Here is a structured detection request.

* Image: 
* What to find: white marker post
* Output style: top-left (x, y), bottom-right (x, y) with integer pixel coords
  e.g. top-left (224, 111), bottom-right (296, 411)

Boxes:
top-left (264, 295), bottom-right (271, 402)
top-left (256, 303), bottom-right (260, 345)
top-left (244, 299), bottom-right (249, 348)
■ ■ ■ ■ ■ ■ ■
▶ _DESCRIPTION OF THE TASK_
Please convert the items above into a JSON list of strings, one string per line, leaving out blank lines.

▶ _WRITTEN RESPONSE_
[
  "Here is a structured detection request.",
  "* Image: ",
  "* What to find: white marker post",
  "* Output style: top-left (x, y), bottom-right (x, y) with integer pixel coords",
  "  e.g. top-left (224, 111), bottom-right (296, 411)",
  "Boxes:",
  "top-left (264, 295), bottom-right (271, 402)",
  "top-left (256, 303), bottom-right (260, 345)",
  "top-left (244, 299), bottom-right (249, 348)"
]